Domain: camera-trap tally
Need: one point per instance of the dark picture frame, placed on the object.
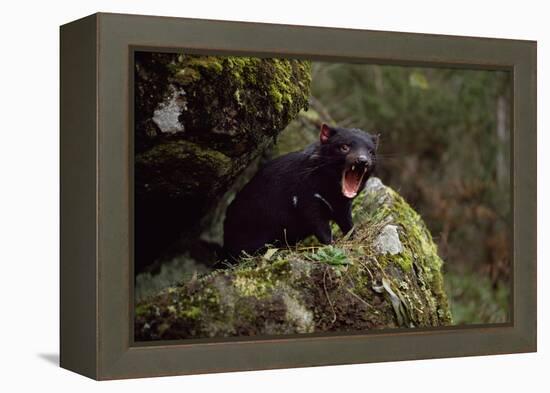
(96, 181)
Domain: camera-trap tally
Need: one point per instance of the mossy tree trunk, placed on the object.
(386, 275)
(200, 121)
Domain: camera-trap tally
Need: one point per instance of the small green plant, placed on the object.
(331, 255)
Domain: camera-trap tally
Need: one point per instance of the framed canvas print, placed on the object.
(241, 196)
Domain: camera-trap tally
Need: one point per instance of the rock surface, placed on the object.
(352, 285)
(200, 121)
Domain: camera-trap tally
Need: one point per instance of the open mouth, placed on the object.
(351, 180)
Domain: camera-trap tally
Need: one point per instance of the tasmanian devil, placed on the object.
(298, 194)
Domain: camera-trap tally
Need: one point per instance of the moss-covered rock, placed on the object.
(376, 278)
(200, 121)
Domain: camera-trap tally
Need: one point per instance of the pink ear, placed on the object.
(325, 133)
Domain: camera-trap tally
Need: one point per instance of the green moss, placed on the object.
(295, 292)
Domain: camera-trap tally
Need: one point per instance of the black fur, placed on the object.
(298, 194)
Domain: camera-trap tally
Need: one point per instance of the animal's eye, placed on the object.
(344, 148)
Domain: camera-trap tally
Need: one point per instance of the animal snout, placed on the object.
(363, 160)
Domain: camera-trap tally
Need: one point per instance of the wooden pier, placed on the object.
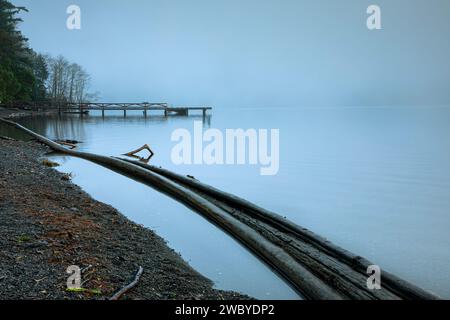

================

▶ [AUFGABE]: Übertrage alle Zeilen oben in eine JSON-Liste aus Strings, je ein String pro Zeile und ohne Leerzeilen. Die Bilder lässt du dabei weg.

▶ [VOLLSTÄNDIGE ANTWORT]:
[
  "Domain: camera-trap tally",
  "Need: one point per instance of the dark picture frame, placed on the object.",
  "(96, 181)",
  "Domain: camera-trap tally",
  "Need: one point per instance of the mossy tree trunk, placed on the object.",
  "(386, 275)",
  "(200, 121)",
  "Domain: camera-trap tally",
  "Need: one point per instance of the small green plant, placed on the object.",
  "(331, 255)",
  "Domain: camera-trap tally",
  "Need: one point per instance of the framed canvas print, placed on the object.",
  "(241, 196)",
  "Domain: camera-trap tally",
  "Need: one point per instance of the rock surface, placed on the object.",
  "(352, 285)",
  "(200, 121)",
  "Domain: camera-trap tally",
  "Need: one point per instance of the open mouth, placed on the object.",
  "(351, 180)",
  "Domain: camera-trap tally",
  "Need: one point per instance of the tasmanian devil, placed on the object.",
  "(298, 194)",
  "Domain: camera-trap tally",
  "Need: one point per instance of the moss-covered rock, placed on the object.",
  "(376, 278)",
  "(200, 121)",
  "Domain: camera-trap tally",
  "Need: one point per instance of the pink ear, placed on the object.",
  "(325, 133)",
  "Domain: camera-trap tally",
  "Need: one point per instance of the green moss, placed on the object.",
  "(295, 292)",
  "Domain: camera-trap tally",
  "Need: one point per instance of the black fur, placed on the object.",
  "(298, 194)",
  "Domain: camera-trap tally",
  "Need: one point per instance of the animal's eye, placed on the object.",
  "(344, 148)",
  "Domain: camera-trap tally",
  "Need: one point per instance of the animal snout, placed on the object.",
  "(363, 160)",
  "Domain: camera-trap tally",
  "Need: one point per instance of the wooden pier, placed on the object."
]